To do.
From the listing below, pull out every line that contains the word "water".

Exercise input.
·····

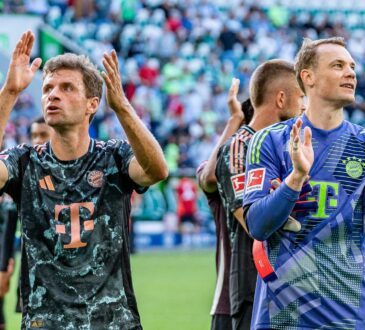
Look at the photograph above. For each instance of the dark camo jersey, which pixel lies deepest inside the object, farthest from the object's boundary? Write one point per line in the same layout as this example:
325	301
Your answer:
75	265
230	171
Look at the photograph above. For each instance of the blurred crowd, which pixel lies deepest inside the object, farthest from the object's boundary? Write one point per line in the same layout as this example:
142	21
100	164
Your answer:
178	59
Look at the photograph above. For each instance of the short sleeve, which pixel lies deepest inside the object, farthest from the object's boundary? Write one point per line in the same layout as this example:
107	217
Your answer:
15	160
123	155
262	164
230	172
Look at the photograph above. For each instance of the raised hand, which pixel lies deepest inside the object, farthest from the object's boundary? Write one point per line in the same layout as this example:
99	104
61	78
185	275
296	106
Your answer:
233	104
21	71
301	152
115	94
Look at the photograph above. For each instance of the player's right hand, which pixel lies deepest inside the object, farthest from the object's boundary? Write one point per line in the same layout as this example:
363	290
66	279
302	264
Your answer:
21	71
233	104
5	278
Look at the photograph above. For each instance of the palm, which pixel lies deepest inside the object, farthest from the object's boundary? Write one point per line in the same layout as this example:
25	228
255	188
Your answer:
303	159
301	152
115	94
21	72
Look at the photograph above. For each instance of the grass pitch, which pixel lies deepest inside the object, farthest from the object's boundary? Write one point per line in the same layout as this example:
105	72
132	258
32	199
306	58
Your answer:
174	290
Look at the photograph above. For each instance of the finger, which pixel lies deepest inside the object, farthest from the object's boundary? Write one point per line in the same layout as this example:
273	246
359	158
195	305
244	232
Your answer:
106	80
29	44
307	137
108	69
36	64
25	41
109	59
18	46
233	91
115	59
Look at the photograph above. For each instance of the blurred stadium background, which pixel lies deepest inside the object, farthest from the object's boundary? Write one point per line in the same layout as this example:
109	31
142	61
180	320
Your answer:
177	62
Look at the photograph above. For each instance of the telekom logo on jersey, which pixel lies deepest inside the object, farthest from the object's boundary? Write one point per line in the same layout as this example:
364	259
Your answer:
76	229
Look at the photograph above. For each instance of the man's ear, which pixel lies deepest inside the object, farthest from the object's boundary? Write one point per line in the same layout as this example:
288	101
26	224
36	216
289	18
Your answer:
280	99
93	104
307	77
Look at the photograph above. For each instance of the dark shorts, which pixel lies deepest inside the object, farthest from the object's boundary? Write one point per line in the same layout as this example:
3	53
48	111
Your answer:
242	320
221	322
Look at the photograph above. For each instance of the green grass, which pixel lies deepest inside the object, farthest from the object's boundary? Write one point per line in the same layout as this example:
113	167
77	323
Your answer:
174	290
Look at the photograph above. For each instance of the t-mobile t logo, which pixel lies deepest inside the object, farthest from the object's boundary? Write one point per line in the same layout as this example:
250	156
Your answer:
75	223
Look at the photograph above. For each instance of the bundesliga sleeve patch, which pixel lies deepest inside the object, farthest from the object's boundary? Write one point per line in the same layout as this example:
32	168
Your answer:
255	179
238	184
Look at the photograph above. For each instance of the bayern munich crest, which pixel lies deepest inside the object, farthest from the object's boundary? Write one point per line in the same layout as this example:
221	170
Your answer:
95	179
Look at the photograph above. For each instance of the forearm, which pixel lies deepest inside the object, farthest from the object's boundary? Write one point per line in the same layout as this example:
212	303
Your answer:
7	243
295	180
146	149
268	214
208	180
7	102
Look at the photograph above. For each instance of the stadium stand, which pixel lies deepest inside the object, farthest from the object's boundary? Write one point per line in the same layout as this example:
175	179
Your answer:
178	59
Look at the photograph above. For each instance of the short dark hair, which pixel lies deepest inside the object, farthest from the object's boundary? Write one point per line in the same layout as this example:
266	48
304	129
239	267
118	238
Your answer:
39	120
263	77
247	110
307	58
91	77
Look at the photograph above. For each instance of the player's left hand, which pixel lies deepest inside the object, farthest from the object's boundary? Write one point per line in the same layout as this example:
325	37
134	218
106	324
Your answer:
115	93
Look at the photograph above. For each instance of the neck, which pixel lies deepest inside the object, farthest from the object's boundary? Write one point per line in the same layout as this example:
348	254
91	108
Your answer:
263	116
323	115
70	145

·····

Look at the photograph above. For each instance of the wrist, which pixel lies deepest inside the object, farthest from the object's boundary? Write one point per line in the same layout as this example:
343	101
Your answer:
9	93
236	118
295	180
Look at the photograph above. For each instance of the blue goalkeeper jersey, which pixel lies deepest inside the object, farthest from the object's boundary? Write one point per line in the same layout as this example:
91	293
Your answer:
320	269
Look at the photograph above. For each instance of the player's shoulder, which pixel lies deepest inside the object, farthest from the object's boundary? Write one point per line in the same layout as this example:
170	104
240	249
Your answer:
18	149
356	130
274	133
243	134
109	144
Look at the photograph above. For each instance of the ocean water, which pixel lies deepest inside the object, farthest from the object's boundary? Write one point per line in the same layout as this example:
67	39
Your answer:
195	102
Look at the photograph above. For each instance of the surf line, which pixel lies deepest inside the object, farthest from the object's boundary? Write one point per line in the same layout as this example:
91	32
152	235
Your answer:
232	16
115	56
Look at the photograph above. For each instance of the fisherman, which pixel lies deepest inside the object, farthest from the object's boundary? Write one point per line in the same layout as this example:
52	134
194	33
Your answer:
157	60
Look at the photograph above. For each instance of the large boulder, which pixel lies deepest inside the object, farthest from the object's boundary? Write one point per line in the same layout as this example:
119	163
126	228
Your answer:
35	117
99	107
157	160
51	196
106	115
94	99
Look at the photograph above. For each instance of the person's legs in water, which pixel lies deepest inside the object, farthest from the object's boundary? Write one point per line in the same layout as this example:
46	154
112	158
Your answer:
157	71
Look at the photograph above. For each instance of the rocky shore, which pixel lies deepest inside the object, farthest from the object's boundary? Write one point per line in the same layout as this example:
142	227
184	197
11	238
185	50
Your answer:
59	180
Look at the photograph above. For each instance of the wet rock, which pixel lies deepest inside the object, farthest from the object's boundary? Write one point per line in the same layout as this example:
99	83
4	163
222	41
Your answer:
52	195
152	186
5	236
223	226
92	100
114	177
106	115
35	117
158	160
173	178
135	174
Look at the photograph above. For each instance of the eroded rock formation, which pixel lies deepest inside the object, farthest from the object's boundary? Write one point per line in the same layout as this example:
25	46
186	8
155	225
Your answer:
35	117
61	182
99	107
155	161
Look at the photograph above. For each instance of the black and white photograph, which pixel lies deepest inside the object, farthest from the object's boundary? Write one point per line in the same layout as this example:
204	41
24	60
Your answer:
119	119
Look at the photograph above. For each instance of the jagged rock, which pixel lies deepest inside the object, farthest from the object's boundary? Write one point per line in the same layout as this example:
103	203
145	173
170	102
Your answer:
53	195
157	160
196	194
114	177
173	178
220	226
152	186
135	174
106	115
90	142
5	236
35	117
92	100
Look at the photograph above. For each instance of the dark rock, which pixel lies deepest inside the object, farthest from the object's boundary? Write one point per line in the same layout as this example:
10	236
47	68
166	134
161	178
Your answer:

·····

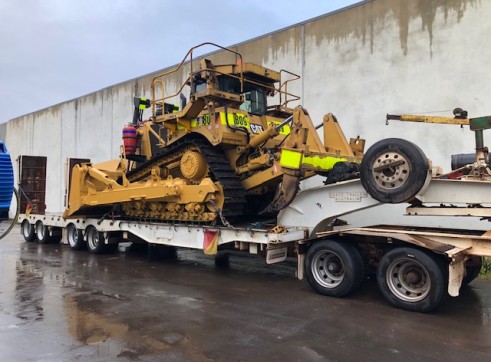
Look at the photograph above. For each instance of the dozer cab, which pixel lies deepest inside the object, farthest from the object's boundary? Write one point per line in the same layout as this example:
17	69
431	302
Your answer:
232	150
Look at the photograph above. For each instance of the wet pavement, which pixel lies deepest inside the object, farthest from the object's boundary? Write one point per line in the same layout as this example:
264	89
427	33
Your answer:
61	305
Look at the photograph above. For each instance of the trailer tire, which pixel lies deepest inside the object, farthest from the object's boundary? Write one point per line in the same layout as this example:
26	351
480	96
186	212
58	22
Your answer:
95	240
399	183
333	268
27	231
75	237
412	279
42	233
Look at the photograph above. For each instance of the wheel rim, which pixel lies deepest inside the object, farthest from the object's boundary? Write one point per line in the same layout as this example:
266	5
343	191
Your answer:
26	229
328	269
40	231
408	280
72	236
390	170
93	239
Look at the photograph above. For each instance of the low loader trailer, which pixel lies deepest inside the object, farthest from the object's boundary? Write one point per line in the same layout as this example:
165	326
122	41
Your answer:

·····

Reply.
Look at the photograph above. For each instance of the ocean water, which pixel lies deepest inside the object, farthest from the object's boundary? Write one point per line in the same layout as this example:
Look at the photograph above. For each instance of the person's legs in water, which pixel lies deepest inside the object, farthest from the object's boundary? Write one point per line in the same layout as this example:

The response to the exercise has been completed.